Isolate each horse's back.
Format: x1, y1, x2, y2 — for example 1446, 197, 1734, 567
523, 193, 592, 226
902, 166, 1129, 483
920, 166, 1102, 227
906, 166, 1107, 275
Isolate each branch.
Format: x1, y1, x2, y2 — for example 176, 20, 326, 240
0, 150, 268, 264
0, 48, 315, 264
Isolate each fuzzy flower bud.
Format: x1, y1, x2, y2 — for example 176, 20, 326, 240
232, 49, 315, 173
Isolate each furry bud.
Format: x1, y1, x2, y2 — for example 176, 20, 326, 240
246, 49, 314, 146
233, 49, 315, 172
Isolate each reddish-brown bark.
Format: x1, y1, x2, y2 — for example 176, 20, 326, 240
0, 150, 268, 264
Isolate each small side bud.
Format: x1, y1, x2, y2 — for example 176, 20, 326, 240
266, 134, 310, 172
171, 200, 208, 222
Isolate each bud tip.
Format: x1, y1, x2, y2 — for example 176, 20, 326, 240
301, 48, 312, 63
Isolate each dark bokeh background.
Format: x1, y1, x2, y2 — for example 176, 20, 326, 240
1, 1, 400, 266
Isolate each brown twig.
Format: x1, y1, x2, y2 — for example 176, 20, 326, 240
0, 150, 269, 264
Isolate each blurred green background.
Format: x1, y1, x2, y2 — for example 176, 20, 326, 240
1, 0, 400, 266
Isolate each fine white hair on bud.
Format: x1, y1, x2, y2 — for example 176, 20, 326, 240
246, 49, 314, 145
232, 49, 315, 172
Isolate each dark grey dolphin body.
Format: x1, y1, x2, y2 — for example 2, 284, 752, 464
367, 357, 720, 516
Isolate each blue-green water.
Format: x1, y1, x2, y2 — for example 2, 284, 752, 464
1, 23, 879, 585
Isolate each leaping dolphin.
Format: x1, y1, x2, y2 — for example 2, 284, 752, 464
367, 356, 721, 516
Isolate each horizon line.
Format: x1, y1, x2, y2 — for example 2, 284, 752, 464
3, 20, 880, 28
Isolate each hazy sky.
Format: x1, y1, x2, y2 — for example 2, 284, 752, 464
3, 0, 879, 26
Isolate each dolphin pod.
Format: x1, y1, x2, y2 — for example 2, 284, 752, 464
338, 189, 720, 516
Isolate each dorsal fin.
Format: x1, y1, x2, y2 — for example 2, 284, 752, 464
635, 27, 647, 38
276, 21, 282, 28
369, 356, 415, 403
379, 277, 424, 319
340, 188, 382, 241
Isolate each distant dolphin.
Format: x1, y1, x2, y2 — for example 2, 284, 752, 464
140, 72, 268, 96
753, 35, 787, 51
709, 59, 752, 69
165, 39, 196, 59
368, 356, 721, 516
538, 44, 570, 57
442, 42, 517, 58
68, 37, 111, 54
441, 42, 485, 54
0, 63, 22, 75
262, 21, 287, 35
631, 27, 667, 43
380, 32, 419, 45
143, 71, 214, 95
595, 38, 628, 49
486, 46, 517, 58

■ Task prompt:
Your reply should be a single number: how many lines in the entries above hold the string "dark".

■ Expected answer:
2